● DIRECTIONS FOR THIS TASK: Once the line with "Need: x and" is reached, output it and every line after it, exactly, through the end of the records below. Pictures are skipped.

● RECORD SET:
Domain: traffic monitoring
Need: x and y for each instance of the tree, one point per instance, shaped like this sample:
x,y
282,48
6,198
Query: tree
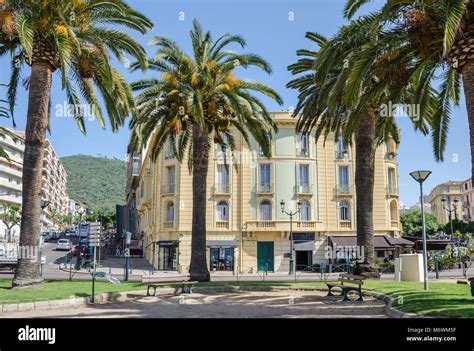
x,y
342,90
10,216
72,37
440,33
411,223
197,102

● TASK ANSWER:
Need: x and y for each instance of the tree, one point per instance, shaped like this sample:
x,y
282,48
6,198
Query: tree
x,y
342,90
10,216
72,37
440,33
411,223
197,102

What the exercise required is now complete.